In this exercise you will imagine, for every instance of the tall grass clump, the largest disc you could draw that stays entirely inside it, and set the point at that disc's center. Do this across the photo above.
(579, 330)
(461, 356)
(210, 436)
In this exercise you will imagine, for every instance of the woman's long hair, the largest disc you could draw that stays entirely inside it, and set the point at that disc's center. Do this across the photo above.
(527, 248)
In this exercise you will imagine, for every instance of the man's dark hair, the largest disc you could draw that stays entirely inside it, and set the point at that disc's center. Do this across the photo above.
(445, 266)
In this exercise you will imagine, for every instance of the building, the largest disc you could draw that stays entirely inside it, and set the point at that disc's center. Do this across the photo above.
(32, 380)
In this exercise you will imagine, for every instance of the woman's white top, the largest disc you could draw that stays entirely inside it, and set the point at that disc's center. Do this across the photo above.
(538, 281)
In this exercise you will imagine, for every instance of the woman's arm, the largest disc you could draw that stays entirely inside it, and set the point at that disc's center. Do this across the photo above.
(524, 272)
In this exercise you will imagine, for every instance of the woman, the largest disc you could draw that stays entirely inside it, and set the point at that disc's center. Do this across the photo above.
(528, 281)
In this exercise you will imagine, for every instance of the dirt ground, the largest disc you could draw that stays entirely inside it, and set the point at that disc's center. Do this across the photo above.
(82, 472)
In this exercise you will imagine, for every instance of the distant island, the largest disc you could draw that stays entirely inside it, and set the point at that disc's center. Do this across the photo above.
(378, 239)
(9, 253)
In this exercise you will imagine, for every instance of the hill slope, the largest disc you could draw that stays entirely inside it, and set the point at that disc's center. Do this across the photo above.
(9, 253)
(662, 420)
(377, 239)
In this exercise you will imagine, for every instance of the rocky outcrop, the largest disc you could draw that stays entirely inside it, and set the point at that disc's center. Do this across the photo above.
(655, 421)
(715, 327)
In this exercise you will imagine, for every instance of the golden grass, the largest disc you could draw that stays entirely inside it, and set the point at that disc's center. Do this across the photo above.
++++++++++++++++++++
WHAT TO PRODUCE:
Could you rewrite the items from the line containing "of the dirt" through the end of the items, both ends included, with every point coordinate in the answers scaled by 2.05 and rounded to a whole number (halves up)? Repeat every other line in that range unchanged.

RESPONSE TO THE EXERCISE:
In this exercise you will imagine, for every instance of the dirt ground, the largest disc you could draw that stays entirely inside it, and set the point at that disc's center. Do this across the photo above.
(168, 968)
In this exercise you will imagine, for every instance of the distant island, the largest disc you could draw that stays entirely inside it, and set the point at that disc's center. Do this across the photo above.
(775, 490)
(18, 519)
In this exercise you will imagine, for every instance of the hill slope, the largest disc you could draw that stays entirely inside it, and set the point at that disc's center. Do this across the photo above.
(18, 519)
(1357, 861)
(773, 490)
In this exercise you will imagine, for every instance of the rocky outcrop, the largest disc you could draw that stays entirely inside it, and set the point at that disc's center. Do this across the photo above.
(1343, 863)
(1466, 670)
In this exercise you will imagine, for every instance of the golden grass, the largest disc you could draw that stays entirely inside it, and set the point at that disc's center. Do this across the photo above.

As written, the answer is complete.